__Selected passage__
What To Do Instead With Fall Leaves

Instead of wasting time and money raking fall leaves for the dump, use a combination of these three options:

1. Rake leaves into garden beds.

Instead of bagging leaves for yard waste, rake them into your garden beds. A layer of leaves protects perennials, earthworms, and beneficial microbes in the soil from the cold, just like in nature. Unmulched leaves will remain until spring as they slowly break down. This is a great way to keep bare soil covered and weed-free during the early weeks of spring when the soil is still unworkable.

A layer of 2 to 3 inches should suffice for bare garden beds, while you could go up to 4 to 6 inches to protect overwintering plants.

Just don’t pile up leaves around tree trunks. While it seems like a natural place to put leaves (since they fall from trees), debris right up against trunks can cause a lot of damage. Instead, leave a couple inches of space between the trunk and mulch in your mulch layer.

2. Rake leaves for compost.

Fall leaves are an excellent source of nutrients for plants, and they make a great carbon (browns) source for your compost bin.

__Assignment__
According to the text on fall leaves, how thick should a layer of leaves be on bare garden beds?

__Dataset section__
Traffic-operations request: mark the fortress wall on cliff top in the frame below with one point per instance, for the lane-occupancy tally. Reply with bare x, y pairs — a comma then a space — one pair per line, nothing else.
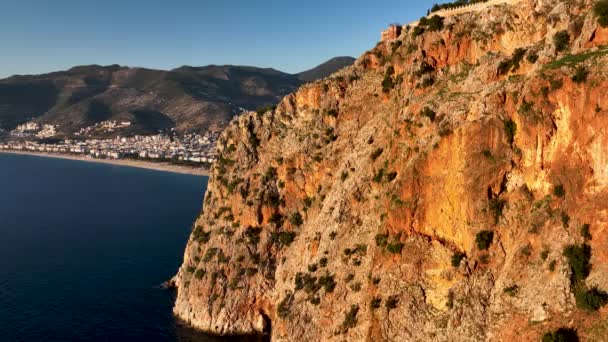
466, 9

__Answer area__
2 to 3 inches